**RECORDS:**
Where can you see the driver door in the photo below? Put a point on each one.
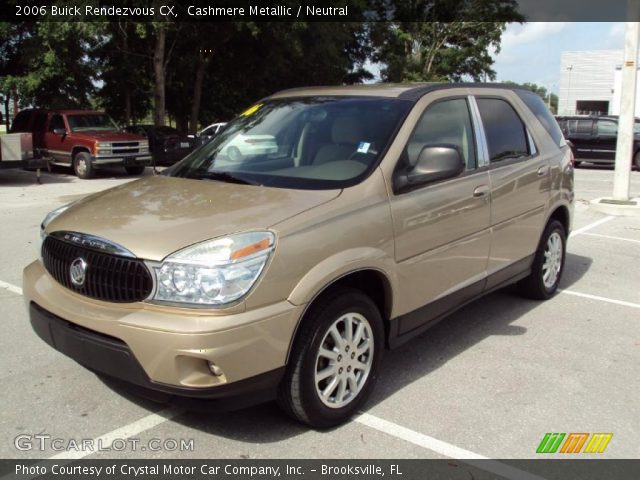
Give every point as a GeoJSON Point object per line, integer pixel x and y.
{"type": "Point", "coordinates": [57, 145]}
{"type": "Point", "coordinates": [442, 229]}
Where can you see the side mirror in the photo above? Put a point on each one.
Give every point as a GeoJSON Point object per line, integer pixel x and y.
{"type": "Point", "coordinates": [435, 162]}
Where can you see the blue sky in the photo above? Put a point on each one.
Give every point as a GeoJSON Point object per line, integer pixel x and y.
{"type": "Point", "coordinates": [531, 52]}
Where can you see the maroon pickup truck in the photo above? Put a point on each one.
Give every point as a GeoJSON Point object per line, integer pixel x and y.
{"type": "Point", "coordinates": [82, 139]}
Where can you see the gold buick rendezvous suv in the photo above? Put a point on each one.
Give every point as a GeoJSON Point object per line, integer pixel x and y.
{"type": "Point", "coordinates": [320, 227]}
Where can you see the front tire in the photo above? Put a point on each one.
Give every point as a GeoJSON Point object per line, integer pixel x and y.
{"type": "Point", "coordinates": [334, 361]}
{"type": "Point", "coordinates": [83, 166]}
{"type": "Point", "coordinates": [548, 264]}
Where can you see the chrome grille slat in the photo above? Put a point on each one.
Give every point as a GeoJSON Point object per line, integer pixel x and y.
{"type": "Point", "coordinates": [109, 277]}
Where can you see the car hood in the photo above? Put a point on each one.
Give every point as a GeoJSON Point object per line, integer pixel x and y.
{"type": "Point", "coordinates": [156, 216]}
{"type": "Point", "coordinates": [108, 136]}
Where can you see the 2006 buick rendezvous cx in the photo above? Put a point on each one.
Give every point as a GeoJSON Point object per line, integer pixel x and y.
{"type": "Point", "coordinates": [285, 272]}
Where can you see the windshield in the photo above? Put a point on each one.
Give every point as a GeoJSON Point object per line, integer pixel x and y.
{"type": "Point", "coordinates": [85, 122]}
{"type": "Point", "coordinates": [310, 142]}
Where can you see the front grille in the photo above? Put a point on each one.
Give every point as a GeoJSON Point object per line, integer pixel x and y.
{"type": "Point", "coordinates": [119, 148]}
{"type": "Point", "coordinates": [108, 277]}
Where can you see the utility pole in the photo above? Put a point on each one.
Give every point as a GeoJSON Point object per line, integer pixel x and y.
{"type": "Point", "coordinates": [570, 68]}
{"type": "Point", "coordinates": [624, 147]}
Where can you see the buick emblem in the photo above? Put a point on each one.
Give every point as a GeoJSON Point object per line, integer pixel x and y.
{"type": "Point", "coordinates": [78, 271]}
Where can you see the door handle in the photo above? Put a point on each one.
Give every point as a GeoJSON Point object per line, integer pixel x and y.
{"type": "Point", "coordinates": [480, 191]}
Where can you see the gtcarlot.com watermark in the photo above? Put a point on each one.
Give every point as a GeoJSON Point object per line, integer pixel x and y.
{"type": "Point", "coordinates": [44, 442]}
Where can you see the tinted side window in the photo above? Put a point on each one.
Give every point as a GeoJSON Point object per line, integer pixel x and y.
{"type": "Point", "coordinates": [56, 122]}
{"type": "Point", "coordinates": [21, 122]}
{"type": "Point", "coordinates": [506, 134]}
{"type": "Point", "coordinates": [583, 126]}
{"type": "Point", "coordinates": [39, 121]}
{"type": "Point", "coordinates": [446, 122]}
{"type": "Point", "coordinates": [542, 113]}
{"type": "Point", "coordinates": [607, 127]}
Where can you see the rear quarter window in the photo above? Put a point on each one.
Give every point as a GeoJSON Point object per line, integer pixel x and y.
{"type": "Point", "coordinates": [542, 113]}
{"type": "Point", "coordinates": [505, 132]}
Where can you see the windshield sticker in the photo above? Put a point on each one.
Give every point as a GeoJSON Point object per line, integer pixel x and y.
{"type": "Point", "coordinates": [363, 147]}
{"type": "Point", "coordinates": [251, 110]}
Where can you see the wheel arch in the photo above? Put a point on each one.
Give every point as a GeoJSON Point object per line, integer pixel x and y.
{"type": "Point", "coordinates": [561, 214]}
{"type": "Point", "coordinates": [373, 282]}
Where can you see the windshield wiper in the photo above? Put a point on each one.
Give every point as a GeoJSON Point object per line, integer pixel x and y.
{"type": "Point", "coordinates": [222, 176]}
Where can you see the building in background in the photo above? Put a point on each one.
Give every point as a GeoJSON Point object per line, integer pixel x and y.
{"type": "Point", "coordinates": [590, 83]}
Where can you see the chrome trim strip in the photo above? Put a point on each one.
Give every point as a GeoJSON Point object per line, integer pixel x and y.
{"type": "Point", "coordinates": [92, 242]}
{"type": "Point", "coordinates": [532, 144]}
{"type": "Point", "coordinates": [59, 152]}
{"type": "Point", "coordinates": [478, 129]}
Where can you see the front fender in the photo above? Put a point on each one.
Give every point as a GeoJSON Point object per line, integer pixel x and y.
{"type": "Point", "coordinates": [339, 265]}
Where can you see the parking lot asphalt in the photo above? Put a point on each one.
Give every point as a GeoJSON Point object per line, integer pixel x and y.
{"type": "Point", "coordinates": [489, 381]}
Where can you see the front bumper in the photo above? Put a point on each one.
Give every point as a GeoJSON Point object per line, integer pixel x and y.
{"type": "Point", "coordinates": [112, 357]}
{"type": "Point", "coordinates": [165, 349]}
{"type": "Point", "coordinates": [127, 159]}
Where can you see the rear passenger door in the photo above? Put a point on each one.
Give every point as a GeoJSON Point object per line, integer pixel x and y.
{"type": "Point", "coordinates": [520, 188]}
{"type": "Point", "coordinates": [582, 137]}
{"type": "Point", "coordinates": [441, 229]}
{"type": "Point", "coordinates": [606, 139]}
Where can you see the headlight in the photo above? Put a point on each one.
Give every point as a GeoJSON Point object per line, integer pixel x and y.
{"type": "Point", "coordinates": [215, 272]}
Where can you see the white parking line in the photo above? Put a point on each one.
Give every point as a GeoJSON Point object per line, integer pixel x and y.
{"type": "Point", "coordinates": [10, 288]}
{"type": "Point", "coordinates": [592, 225]}
{"type": "Point", "coordinates": [443, 448]}
{"type": "Point", "coordinates": [601, 299]}
{"type": "Point", "coordinates": [611, 237]}
{"type": "Point", "coordinates": [122, 433]}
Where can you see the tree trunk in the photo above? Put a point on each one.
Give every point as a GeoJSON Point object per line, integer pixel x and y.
{"type": "Point", "coordinates": [127, 92]}
{"type": "Point", "coordinates": [160, 76]}
{"type": "Point", "coordinates": [6, 111]}
{"type": "Point", "coordinates": [197, 93]}
{"type": "Point", "coordinates": [16, 107]}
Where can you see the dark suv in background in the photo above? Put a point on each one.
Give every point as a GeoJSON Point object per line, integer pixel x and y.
{"type": "Point", "coordinates": [594, 138]}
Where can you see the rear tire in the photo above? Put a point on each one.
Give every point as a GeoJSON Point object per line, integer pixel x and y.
{"type": "Point", "coordinates": [135, 169]}
{"type": "Point", "coordinates": [548, 264]}
{"type": "Point", "coordinates": [83, 165]}
{"type": "Point", "coordinates": [331, 372]}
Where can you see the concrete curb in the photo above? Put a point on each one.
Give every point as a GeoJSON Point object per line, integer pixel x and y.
{"type": "Point", "coordinates": [615, 209]}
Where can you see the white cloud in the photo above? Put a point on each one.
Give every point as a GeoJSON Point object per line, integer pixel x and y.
{"type": "Point", "coordinates": [517, 34]}
{"type": "Point", "coordinates": [615, 39]}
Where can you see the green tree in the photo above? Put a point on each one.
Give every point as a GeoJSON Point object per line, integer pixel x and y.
{"type": "Point", "coordinates": [124, 73]}
{"type": "Point", "coordinates": [446, 40]}
{"type": "Point", "coordinates": [49, 64]}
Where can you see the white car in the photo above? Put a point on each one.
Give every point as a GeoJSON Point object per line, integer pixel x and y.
{"type": "Point", "coordinates": [246, 145]}
{"type": "Point", "coordinates": [211, 130]}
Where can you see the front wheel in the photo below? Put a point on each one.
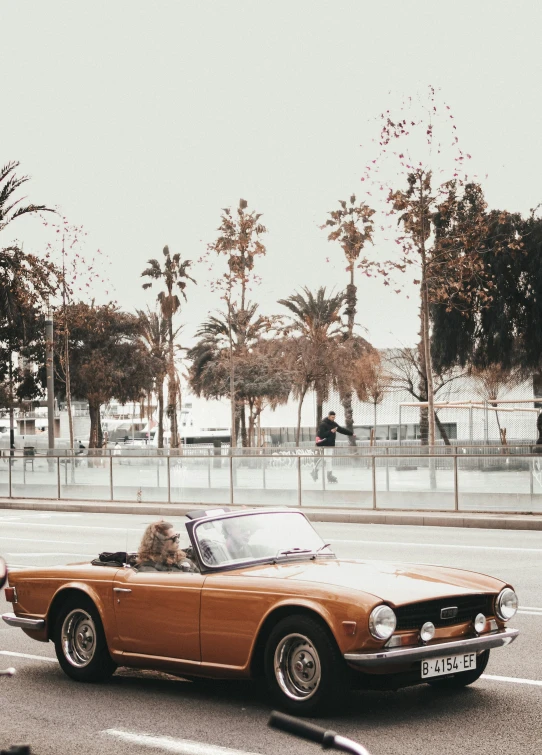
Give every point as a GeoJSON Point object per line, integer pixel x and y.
{"type": "Point", "coordinates": [80, 643]}
{"type": "Point", "coordinates": [464, 678]}
{"type": "Point", "coordinates": [304, 668]}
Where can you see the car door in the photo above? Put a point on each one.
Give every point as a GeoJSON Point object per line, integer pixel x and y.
{"type": "Point", "coordinates": [158, 613]}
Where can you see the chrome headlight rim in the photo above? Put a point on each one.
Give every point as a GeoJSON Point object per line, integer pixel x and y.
{"type": "Point", "coordinates": [377, 615]}
{"type": "Point", "coordinates": [506, 592]}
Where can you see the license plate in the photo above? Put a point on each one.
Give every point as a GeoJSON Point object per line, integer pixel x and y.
{"type": "Point", "coordinates": [448, 664]}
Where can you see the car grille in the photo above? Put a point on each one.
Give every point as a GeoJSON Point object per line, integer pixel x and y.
{"type": "Point", "coordinates": [413, 616]}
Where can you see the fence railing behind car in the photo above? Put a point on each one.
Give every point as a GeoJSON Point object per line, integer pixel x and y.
{"type": "Point", "coordinates": [381, 480]}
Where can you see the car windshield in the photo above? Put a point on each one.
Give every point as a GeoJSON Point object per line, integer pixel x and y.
{"type": "Point", "coordinates": [250, 537]}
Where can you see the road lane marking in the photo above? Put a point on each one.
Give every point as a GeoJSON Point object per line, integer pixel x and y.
{"type": "Point", "coordinates": [35, 540]}
{"type": "Point", "coordinates": [27, 655]}
{"type": "Point", "coordinates": [85, 527]}
{"type": "Point", "coordinates": [434, 545]}
{"type": "Point", "coordinates": [47, 555]}
{"type": "Point", "coordinates": [513, 679]}
{"type": "Point", "coordinates": [170, 744]}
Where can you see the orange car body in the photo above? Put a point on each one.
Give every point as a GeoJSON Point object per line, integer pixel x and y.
{"type": "Point", "coordinates": [214, 624]}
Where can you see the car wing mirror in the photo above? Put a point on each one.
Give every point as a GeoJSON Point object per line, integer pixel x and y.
{"type": "Point", "coordinates": [3, 572]}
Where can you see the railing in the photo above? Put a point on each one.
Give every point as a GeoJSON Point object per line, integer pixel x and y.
{"type": "Point", "coordinates": [382, 479]}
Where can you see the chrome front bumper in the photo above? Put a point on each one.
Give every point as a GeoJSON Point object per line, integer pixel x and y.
{"type": "Point", "coordinates": [23, 622]}
{"type": "Point", "coordinates": [395, 657]}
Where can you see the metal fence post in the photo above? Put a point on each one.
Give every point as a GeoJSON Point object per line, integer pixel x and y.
{"type": "Point", "coordinates": [373, 470]}
{"type": "Point", "coordinates": [456, 490]}
{"type": "Point", "coordinates": [231, 478]}
{"type": "Point", "coordinates": [387, 470]}
{"type": "Point", "coordinates": [299, 502]}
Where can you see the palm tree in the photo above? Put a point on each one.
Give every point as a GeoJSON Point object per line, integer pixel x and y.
{"type": "Point", "coordinates": [17, 268]}
{"type": "Point", "coordinates": [316, 320]}
{"type": "Point", "coordinates": [174, 275]}
{"type": "Point", "coordinates": [10, 208]}
{"type": "Point", "coordinates": [241, 329]}
{"type": "Point", "coordinates": [352, 227]}
{"type": "Point", "coordinates": [154, 334]}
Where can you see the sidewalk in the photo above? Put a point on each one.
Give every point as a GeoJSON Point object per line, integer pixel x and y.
{"type": "Point", "coordinates": [365, 516]}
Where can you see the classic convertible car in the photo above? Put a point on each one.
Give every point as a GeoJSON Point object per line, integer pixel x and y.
{"type": "Point", "coordinates": [266, 596]}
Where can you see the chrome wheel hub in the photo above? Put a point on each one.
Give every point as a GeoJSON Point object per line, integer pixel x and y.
{"type": "Point", "coordinates": [297, 667]}
{"type": "Point", "coordinates": [78, 638]}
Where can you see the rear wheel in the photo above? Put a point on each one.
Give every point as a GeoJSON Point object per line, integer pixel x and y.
{"type": "Point", "coordinates": [304, 668]}
{"type": "Point", "coordinates": [464, 678]}
{"type": "Point", "coordinates": [80, 642]}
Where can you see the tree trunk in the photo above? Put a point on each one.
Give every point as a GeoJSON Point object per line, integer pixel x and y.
{"type": "Point", "coordinates": [68, 380]}
{"type": "Point", "coordinates": [96, 437]}
{"type": "Point", "coordinates": [442, 431]}
{"type": "Point", "coordinates": [425, 330]}
{"type": "Point", "coordinates": [244, 438]}
{"type": "Point", "coordinates": [251, 426]}
{"type": "Point", "coordinates": [172, 391]}
{"type": "Point", "coordinates": [234, 421]}
{"type": "Point", "coordinates": [11, 411]}
{"type": "Point", "coordinates": [346, 398]}
{"type": "Point", "coordinates": [160, 392]}
{"type": "Point", "coordinates": [422, 391]}
{"type": "Point", "coordinates": [346, 401]}
{"type": "Point", "coordinates": [298, 428]}
{"type": "Point", "coordinates": [319, 407]}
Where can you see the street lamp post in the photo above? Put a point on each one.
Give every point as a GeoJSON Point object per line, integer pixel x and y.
{"type": "Point", "coordinates": [50, 378]}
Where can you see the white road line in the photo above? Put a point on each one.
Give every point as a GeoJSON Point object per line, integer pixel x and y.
{"type": "Point", "coordinates": [26, 655]}
{"type": "Point", "coordinates": [35, 540]}
{"type": "Point", "coordinates": [513, 679]}
{"type": "Point", "coordinates": [435, 545]}
{"type": "Point", "coordinates": [47, 555]}
{"type": "Point", "coordinates": [81, 527]}
{"type": "Point", "coordinates": [169, 744]}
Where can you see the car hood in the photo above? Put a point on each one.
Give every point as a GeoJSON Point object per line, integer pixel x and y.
{"type": "Point", "coordinates": [396, 583]}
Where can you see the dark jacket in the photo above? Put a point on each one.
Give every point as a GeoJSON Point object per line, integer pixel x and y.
{"type": "Point", "coordinates": [327, 438]}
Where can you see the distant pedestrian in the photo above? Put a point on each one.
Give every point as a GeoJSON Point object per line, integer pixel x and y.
{"type": "Point", "coordinates": [325, 438]}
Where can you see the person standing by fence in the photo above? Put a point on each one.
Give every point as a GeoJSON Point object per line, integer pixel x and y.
{"type": "Point", "coordinates": [325, 439]}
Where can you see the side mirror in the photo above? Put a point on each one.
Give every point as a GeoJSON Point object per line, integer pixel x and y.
{"type": "Point", "coordinates": [3, 572]}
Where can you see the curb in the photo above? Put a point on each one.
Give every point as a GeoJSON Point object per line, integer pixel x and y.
{"type": "Point", "coordinates": [413, 518]}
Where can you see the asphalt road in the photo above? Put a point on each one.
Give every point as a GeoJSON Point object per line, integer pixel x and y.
{"type": "Point", "coordinates": [142, 712]}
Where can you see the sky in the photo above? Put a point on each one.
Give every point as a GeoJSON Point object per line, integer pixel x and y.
{"type": "Point", "coordinates": [141, 121]}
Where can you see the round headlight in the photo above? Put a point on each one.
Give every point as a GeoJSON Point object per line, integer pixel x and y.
{"type": "Point", "coordinates": [382, 622]}
{"type": "Point", "coordinates": [507, 604]}
{"type": "Point", "coordinates": [427, 632]}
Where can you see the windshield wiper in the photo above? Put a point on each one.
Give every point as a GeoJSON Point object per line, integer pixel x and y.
{"type": "Point", "coordinates": [321, 548]}
{"type": "Point", "coordinates": [293, 551]}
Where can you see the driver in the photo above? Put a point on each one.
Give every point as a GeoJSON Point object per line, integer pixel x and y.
{"type": "Point", "coordinates": [159, 550]}
{"type": "Point", "coordinates": [237, 532]}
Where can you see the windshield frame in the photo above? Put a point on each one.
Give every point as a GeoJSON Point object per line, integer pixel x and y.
{"type": "Point", "coordinates": [193, 524]}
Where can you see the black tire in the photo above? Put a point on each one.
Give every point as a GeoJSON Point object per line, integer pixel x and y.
{"type": "Point", "coordinates": [464, 678]}
{"type": "Point", "coordinates": [305, 671]}
{"type": "Point", "coordinates": [80, 643]}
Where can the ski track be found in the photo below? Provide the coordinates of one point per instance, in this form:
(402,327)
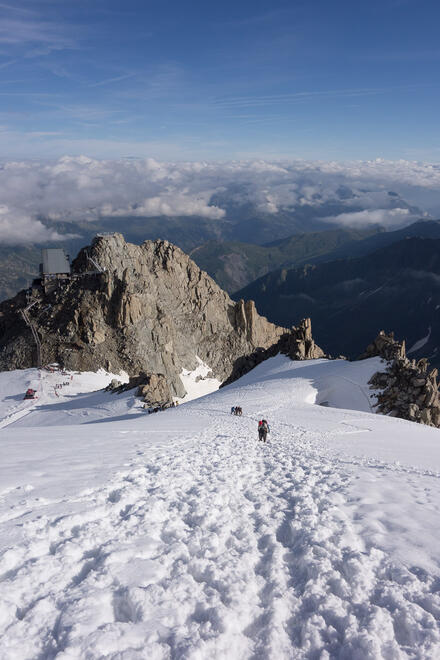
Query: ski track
(217,547)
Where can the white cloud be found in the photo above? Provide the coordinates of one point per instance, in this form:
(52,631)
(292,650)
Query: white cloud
(82,188)
(17,227)
(387,217)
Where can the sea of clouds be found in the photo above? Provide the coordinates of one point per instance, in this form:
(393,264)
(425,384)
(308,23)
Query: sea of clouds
(81,188)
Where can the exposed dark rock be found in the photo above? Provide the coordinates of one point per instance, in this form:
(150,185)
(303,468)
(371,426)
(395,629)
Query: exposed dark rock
(155,390)
(406,388)
(150,311)
(297,343)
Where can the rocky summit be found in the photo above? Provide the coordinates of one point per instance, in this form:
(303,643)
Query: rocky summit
(139,309)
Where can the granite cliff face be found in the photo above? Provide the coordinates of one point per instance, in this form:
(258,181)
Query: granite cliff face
(151,310)
(406,388)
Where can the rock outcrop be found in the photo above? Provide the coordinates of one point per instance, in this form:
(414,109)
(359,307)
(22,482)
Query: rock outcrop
(297,343)
(151,310)
(407,389)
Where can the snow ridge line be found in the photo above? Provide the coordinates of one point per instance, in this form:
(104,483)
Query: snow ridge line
(233,521)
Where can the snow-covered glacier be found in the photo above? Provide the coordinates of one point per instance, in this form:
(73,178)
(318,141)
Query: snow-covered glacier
(180,535)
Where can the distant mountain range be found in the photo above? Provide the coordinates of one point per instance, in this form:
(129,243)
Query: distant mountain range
(226,247)
(396,287)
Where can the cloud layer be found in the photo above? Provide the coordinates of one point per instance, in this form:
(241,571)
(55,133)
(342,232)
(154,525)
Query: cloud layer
(80,188)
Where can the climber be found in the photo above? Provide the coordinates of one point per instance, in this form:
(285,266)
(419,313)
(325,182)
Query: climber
(263,430)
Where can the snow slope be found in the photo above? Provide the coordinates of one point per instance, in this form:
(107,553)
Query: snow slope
(178,535)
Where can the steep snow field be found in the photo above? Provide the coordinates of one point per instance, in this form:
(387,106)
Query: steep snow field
(178,535)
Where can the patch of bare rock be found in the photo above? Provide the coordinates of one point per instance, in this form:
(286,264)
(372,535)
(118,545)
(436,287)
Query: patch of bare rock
(406,388)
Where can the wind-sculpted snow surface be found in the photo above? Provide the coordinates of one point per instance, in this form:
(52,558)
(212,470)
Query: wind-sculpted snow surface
(193,540)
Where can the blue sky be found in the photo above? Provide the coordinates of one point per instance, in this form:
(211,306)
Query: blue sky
(198,80)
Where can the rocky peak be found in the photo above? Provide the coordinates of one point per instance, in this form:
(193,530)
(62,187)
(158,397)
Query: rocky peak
(139,308)
(407,388)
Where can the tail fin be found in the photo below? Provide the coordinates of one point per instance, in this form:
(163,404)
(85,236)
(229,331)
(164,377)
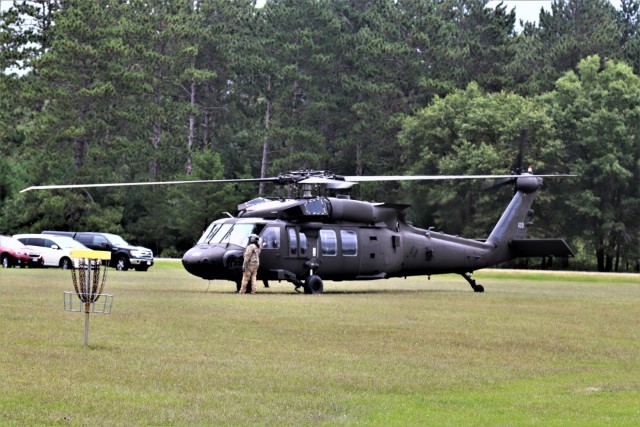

**WHAT THE TASK ASKS:** Rewrite everything from the line containing "Where can the rocky peak" down to the end of the items, requests included, without any pictures. Multiply each point coordinate in the answers by 1.55 and round to whole numbers, with halves rounded up, but leave the numbers in the requests and their format samples unchanged.

**TASK SOLUTION:**
Where can the rocky peak be found in the photo above? Provide the coordinates of one point per instance, in this form:
(193,530)
(62,187)
(158,397)
Query: rocky peak
(215,477)
(631,601)
Where can the tail fin be found in the photo below? Provide the coordinates of one point per instance, in this form:
(163,404)
(85,236)
(229,331)
(164,377)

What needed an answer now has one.